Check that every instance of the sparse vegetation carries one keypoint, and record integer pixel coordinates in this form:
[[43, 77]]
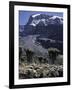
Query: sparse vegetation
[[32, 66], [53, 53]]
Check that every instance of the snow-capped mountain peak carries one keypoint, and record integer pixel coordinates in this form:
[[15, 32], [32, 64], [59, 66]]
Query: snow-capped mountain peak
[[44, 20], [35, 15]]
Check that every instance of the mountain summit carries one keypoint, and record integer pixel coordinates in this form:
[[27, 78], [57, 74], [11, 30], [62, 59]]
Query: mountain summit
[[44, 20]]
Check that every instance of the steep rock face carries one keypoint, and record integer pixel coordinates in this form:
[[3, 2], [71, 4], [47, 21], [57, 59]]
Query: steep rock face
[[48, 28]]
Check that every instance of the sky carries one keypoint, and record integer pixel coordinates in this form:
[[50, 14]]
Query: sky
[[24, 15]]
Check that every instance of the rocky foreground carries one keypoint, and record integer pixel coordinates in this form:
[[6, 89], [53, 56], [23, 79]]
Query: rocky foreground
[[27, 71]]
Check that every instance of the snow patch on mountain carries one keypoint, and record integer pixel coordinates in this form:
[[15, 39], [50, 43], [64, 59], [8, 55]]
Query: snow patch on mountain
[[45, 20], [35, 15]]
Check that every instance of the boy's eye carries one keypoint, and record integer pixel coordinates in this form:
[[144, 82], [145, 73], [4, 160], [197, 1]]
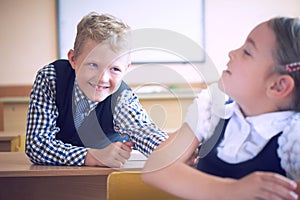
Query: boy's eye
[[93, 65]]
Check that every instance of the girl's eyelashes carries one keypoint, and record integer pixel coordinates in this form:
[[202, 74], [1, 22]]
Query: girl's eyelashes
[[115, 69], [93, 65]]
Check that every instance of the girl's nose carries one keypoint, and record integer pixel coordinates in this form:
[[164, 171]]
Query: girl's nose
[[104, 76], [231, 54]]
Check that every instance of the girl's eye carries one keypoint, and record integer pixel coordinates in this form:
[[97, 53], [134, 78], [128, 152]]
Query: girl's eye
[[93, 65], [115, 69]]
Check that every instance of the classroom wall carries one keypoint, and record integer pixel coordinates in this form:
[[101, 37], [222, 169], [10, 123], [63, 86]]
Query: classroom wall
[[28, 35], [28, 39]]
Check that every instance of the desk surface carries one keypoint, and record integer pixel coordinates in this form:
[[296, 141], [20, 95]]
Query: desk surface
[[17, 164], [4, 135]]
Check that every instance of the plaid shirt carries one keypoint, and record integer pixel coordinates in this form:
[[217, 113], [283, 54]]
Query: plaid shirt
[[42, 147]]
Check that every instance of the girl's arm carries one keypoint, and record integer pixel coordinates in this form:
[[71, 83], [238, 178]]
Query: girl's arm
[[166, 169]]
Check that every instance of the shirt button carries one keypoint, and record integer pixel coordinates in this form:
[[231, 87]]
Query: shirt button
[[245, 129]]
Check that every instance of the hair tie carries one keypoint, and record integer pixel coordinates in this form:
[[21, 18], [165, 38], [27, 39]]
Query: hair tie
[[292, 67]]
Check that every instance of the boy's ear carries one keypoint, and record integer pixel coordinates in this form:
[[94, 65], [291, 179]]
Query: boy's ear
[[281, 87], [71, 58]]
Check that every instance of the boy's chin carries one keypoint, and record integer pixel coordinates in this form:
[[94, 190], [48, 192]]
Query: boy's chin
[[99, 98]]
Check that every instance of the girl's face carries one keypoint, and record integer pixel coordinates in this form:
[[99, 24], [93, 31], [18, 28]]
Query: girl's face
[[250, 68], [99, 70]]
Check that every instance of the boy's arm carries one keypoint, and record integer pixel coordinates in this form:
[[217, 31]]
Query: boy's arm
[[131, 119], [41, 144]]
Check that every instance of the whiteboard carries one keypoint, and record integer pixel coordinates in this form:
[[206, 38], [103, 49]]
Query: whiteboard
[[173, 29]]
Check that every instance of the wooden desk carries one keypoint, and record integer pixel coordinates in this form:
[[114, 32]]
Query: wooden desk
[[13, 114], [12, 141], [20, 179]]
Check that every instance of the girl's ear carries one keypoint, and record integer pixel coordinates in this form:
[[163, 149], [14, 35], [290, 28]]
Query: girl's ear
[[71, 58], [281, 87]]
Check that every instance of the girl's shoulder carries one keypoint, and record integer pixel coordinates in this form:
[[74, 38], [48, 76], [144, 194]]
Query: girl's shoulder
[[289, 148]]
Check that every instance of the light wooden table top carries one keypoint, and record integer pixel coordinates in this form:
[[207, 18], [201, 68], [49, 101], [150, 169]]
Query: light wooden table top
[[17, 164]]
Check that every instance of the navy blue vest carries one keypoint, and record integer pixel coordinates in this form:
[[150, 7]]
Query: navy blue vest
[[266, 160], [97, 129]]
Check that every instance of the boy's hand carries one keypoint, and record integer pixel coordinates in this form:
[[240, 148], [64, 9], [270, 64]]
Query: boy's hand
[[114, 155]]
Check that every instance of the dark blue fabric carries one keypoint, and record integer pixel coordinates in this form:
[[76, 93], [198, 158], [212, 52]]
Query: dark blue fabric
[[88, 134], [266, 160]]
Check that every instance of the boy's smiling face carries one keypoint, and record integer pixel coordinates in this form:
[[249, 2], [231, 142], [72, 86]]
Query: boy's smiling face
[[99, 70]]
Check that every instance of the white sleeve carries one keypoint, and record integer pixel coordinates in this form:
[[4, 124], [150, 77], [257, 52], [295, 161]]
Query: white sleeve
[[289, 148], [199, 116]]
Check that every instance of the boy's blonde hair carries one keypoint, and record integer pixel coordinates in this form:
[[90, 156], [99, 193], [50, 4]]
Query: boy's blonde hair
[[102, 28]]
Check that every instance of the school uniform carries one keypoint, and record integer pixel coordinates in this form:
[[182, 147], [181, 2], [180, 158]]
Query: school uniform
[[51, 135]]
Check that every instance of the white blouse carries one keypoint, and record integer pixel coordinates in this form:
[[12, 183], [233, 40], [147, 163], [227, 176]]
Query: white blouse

> [WORK TO DO]:
Return the part of the listing that opens with the line containing "Check that every instance of the light" and closes with the line containing "[[114, 155]]", both ends included, reproducing each line exactly.

> [SOLUTION FOR THIS PROBLEM]:
Check that every instance of the light wooden table top carries one keypoint, and record integer pixel coordinates in this form:
[[207, 18], [201, 68], [49, 101], [150, 169]]
Query: light wooden table top
[[17, 164]]
Check that every instance of the navy blue vest carries one keypoint, and record integer pixel coordinates in this form:
[[150, 7]]
Query: navy blue vest
[[266, 160], [97, 129]]
Check that every instance of the boy's hand carries one keypoint, and record integer pixel coordinates in this form:
[[240, 148], [64, 9], [270, 64]]
Query: boy's hand
[[114, 155]]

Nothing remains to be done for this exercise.